Requirements.
Substitute "pin" for every "marker" in the lines from the one with "Where can the white pillow" through the end of the records, and give those lines back with nothing else changed.

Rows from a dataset
-------
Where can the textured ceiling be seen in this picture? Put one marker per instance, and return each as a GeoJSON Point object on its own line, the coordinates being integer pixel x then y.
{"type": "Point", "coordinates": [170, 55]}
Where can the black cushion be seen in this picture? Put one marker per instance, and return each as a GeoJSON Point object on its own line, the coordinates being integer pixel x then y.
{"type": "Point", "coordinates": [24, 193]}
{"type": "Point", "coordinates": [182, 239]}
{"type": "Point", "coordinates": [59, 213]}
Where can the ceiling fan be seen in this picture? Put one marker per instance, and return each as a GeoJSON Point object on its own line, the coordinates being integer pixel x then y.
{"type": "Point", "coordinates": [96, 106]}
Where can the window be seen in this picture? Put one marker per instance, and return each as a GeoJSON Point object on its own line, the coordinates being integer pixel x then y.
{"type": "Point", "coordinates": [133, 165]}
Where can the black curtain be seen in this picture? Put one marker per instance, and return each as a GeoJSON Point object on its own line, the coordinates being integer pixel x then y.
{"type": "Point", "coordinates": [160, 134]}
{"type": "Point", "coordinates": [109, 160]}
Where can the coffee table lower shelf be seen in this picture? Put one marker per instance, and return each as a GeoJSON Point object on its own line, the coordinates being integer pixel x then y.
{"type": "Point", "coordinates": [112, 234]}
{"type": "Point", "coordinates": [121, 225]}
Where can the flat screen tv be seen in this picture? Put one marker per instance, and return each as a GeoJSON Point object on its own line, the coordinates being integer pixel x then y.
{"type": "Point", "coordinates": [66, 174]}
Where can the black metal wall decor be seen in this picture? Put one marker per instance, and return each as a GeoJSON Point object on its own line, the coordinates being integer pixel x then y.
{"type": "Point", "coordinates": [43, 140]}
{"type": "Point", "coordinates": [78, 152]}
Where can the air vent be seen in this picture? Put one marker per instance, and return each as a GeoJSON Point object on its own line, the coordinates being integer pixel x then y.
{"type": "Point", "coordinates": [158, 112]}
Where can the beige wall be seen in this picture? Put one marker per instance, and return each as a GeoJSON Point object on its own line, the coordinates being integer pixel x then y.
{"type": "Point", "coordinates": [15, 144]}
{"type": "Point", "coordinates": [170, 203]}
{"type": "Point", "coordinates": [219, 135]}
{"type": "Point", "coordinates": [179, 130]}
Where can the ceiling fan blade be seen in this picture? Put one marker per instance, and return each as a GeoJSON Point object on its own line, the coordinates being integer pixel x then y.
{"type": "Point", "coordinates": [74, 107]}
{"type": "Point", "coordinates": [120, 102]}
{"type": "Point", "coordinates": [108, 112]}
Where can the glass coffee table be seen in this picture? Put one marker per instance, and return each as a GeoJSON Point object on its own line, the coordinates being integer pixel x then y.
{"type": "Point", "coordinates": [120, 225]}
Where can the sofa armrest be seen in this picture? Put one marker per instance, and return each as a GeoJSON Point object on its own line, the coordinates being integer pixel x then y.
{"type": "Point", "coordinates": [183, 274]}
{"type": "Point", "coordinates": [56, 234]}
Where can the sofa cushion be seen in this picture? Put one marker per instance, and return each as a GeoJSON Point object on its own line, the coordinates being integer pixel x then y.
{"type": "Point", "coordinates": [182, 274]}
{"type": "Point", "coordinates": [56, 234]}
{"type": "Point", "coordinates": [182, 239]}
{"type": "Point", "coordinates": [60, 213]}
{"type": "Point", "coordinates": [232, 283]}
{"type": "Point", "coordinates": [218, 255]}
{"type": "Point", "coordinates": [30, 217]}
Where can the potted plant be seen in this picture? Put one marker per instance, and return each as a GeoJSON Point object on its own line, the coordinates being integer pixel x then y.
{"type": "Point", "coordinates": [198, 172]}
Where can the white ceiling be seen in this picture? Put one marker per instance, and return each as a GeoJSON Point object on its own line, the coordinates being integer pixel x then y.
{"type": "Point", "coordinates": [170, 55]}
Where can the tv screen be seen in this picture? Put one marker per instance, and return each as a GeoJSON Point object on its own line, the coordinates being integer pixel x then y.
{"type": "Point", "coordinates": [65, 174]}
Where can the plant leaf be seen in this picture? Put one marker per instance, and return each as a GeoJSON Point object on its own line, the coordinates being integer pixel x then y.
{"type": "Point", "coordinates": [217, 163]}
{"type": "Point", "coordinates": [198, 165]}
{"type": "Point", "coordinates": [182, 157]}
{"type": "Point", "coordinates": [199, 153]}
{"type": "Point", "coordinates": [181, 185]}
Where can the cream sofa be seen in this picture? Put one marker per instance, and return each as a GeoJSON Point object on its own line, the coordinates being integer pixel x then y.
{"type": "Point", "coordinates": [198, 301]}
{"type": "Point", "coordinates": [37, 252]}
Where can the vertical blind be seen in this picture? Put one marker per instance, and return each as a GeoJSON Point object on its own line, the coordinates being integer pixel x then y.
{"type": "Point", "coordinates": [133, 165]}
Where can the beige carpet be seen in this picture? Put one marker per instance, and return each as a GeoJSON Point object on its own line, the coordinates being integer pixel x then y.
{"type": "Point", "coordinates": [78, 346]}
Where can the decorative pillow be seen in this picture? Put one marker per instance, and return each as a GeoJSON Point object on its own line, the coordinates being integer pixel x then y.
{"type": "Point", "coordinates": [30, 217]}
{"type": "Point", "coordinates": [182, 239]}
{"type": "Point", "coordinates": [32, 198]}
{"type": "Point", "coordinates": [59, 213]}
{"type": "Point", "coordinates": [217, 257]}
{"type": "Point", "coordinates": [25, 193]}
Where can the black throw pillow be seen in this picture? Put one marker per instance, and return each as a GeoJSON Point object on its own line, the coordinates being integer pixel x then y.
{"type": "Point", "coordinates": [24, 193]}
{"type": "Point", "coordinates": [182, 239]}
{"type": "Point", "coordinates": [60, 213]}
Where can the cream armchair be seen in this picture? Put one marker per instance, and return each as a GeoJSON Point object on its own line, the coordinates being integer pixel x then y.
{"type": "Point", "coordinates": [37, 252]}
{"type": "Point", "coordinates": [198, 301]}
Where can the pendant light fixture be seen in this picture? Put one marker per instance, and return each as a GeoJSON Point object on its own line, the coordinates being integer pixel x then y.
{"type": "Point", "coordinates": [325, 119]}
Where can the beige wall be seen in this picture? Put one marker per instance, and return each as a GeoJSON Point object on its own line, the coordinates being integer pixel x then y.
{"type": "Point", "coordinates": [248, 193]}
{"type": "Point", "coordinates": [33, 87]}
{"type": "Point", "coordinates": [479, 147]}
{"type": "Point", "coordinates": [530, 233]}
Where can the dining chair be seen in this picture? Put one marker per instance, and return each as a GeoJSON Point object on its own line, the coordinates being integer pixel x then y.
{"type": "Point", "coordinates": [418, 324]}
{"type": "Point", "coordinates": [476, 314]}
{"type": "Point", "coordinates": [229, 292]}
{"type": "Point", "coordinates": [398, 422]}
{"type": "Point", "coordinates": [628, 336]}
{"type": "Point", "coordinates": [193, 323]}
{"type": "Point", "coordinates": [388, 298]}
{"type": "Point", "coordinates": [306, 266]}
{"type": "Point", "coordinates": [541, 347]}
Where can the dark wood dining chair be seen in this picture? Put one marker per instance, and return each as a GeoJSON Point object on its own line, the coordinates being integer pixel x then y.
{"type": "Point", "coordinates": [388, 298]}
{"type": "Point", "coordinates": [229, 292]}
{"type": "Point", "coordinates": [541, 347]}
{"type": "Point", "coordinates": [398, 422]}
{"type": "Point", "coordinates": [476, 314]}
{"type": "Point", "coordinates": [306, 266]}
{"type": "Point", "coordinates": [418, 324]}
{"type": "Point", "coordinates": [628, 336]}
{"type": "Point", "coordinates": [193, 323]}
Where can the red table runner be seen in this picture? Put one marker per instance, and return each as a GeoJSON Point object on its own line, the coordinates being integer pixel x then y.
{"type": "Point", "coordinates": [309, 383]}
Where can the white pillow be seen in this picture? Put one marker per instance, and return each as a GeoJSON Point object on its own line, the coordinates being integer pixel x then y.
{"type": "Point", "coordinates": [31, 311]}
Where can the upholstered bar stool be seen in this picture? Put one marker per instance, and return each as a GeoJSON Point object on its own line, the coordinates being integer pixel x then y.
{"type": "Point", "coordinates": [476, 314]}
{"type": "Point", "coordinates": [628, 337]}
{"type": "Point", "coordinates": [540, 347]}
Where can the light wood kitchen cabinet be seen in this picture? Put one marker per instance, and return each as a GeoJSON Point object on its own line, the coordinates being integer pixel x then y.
-------
Solved problem.
Where can the white pillow be seen in this picture? Put one pin per instance, and return each as a GeoJSON Point object on its own line, the coordinates being integer pixel x then y.
{"type": "Point", "coordinates": [31, 311]}
Where can the upholstered bar stool be seen in this picture? Put one pin per instance, and return each as a GeoJSON Point object on its own line, the coordinates being integer pixel x then y.
{"type": "Point", "coordinates": [476, 314]}
{"type": "Point", "coordinates": [628, 337]}
{"type": "Point", "coordinates": [540, 347]}
Where can the light wood kitchen cabinet be seen in this picture? Put one pin per instance, and return each as a GeoJSON Point object on its own line, the coordinates being integer pixel x then y.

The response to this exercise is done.